WORK INSTRUCTIONS — Each line shown below should be copied exactly.

--- DATA Enclosed Below ---

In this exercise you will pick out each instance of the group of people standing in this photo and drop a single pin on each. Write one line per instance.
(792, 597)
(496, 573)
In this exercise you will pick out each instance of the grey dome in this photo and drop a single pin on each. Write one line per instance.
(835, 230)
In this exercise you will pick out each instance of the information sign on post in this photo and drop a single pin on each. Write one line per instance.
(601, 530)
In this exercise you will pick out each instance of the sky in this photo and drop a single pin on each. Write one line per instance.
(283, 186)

--- End of Enclosed DATA ---

THE COMPLETED TASK —
In this exercise you will pick out each instance of the group of people standing in this photo and drop a single pin on each. Write one line per instance.
(792, 597)
(496, 573)
In this exercise you will pick out each instance of the grey dome in this photo and drop a single pin on each. Write one line per instance.
(835, 230)
In this exercise you will pick out each instance of the information sign on post in this photo and drop a single pin on each. Write one line per instance.
(601, 530)
In this exercise you will pick out each instance of the sky in this photo and drop a single pin on each. Write one line per instance.
(283, 186)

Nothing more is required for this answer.